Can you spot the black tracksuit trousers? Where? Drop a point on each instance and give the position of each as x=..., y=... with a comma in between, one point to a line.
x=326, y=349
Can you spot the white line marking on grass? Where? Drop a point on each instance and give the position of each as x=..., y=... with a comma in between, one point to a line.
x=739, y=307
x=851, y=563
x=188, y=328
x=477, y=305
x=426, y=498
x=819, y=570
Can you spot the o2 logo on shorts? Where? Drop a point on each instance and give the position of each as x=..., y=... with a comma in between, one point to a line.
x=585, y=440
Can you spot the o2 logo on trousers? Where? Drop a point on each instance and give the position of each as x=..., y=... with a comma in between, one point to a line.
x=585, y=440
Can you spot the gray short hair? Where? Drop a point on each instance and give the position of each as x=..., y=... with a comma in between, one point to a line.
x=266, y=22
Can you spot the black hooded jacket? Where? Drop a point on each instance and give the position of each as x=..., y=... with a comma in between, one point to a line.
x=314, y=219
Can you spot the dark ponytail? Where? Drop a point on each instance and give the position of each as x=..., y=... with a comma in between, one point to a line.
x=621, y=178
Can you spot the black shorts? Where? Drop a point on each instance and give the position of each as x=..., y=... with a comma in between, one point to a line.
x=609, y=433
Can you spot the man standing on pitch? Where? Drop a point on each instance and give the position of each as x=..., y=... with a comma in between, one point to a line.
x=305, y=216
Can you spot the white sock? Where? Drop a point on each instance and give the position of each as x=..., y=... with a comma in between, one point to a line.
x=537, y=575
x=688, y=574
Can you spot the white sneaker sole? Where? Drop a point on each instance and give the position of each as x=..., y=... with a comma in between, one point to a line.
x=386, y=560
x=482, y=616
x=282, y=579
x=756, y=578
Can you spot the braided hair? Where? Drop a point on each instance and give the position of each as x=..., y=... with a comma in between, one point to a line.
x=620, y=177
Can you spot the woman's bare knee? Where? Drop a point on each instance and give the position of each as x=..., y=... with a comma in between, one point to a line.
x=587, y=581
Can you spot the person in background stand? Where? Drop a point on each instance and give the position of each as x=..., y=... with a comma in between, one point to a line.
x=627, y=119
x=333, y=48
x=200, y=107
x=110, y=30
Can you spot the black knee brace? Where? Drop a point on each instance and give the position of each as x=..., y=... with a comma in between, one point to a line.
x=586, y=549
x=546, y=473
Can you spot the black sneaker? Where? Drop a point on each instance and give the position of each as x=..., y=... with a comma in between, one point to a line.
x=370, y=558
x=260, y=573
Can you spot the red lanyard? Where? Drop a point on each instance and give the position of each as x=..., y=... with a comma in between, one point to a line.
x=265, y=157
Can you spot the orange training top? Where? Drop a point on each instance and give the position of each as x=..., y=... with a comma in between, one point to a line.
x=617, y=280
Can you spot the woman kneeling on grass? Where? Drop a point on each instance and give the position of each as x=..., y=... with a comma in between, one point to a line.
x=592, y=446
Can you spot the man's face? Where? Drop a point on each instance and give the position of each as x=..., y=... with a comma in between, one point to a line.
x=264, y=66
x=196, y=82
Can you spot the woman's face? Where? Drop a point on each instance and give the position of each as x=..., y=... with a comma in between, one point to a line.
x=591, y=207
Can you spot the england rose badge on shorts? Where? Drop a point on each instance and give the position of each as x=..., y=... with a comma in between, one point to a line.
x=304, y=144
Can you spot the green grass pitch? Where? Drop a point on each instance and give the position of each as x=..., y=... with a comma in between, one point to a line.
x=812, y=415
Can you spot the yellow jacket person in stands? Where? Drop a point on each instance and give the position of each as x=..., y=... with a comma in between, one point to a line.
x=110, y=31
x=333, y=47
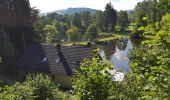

══════════════════════════════

> WHAT TO DO:
Copy out all of the lines above word for word, leaving the pictures out.

> SOLUTION TO THE PROBLEM:
Can you spot the black tracksuit trousers? Where? Drop a point on each instance and give the position of each as x=..., y=... with a comma in between, one point to a line.
x=326, y=349
Can you spot the white line marking on grass? Where? Drop a point on each instance and give the position of each as x=..., y=... with a comma in between, one point to a line.
x=739, y=307
x=851, y=563
x=188, y=328
x=477, y=305
x=426, y=498
x=819, y=570
Can you spot the o2 logo on shorts? Where? Drop a point on each instance and give the position of each as x=..., y=... with a comma in between, one point to a line.
x=585, y=440
Can you spot the o2 logo on trousers? Where? Drop a point on each instance and give the position of each as x=..., y=... with a comma in between, one point to a line.
x=585, y=440
Can you spot the gray short hair? Where? Drop a point on each instance and give the position of each as x=..., y=... with a comma in between, one point to a line.
x=266, y=22
Can you spot the black hooded jacket? Where? Drop a point on each instance and give the position of each as x=..., y=... with a comma in between, one point to a line.
x=314, y=219
Can you spot the dark ponytail? Where? Drop a point on each instance and give the position of each as x=..., y=... with a comma in between, one point to a line.
x=621, y=178
Can you spot the black shorts? Where? Drop a point on each instance and give the position of each as x=..., y=... with a comma in between, one point to a line.
x=609, y=433
Can you spot the man standing on pitch? Where? Drop a point on each instance and give the position of each as x=..., y=... with a comma in between, one point to a line.
x=305, y=216
Can you spot the white sock? Where? Drop a point on each instance and give the position of each as x=..., y=... with a comma in between, one point to a line.
x=537, y=575
x=688, y=574
Can you spot the white sneaker sole? Where? Drop a point on each instance and give the position of each as x=..., y=... with a comma in between, one point to a line.
x=386, y=560
x=482, y=616
x=282, y=579
x=756, y=578
Can you spot the braided hair? Where? Drop a point on each instance and give the position of each as x=..., y=... with a comma in between, one point to a line.
x=620, y=177
Can you spot the woman's bare knee? Where? Drop a point on each instance and give the position of each as x=..., y=... with a comma in between, one point to a line.
x=587, y=581
Can you spot the person in background stand? Where? Drop a point on each instance and give the position of each as x=..., y=... with a comma in between, one point to a line.
x=627, y=119
x=333, y=48
x=200, y=107
x=110, y=30
Can you spot the black knee brace? Where? Drop a point on each instance and give the position of each as x=..., y=... with a comma in between, one point to a line.
x=586, y=549
x=546, y=473
Can you spot the black sneaker? Where? Drop a point on each instance and give the position of each as x=..., y=... with a comma in between, one point to a line.
x=370, y=558
x=260, y=573
Can you spot the red lanyard? Where? Drop a point on each instance and give the position of each as x=..., y=... with a comma in between, one point to a line.
x=265, y=157
Can you spot the orange training top? Where? Drop a point on each instance and give the position of each as x=..., y=... with a comma in between, one point to a line.
x=617, y=280
Can you spot the woman kneeling on grass? Where? Drop a point on each instance and give the position of each as x=..., y=... with a comma in between, one point to a line.
x=592, y=446
Can you spot the man's face? Where? Drop a point on each instance and give the position of each as x=..., y=... with a comma in between, one point to a line.
x=264, y=66
x=196, y=82
Can you spot the woman's face? Where? Drop a point on each instance and give the position of each as x=..., y=... with a comma in between, one point to a line.
x=591, y=207
Can you spot the england rose badge on shorts? Where? Drop a point on each instance and give the position of each as x=..., y=... with a comma in between, one point to a line.
x=304, y=144
Can you spot the green grass pitch? Where? Drop a point on each instance and give the position of each as x=..., y=... with a comma in between, one point to a line.
x=812, y=415
Can you spot the yellow jacket person in stands? Where? Drop a point on each instance and give the position of each as x=..., y=... with a comma in between, one point to a line.
x=110, y=31
x=333, y=47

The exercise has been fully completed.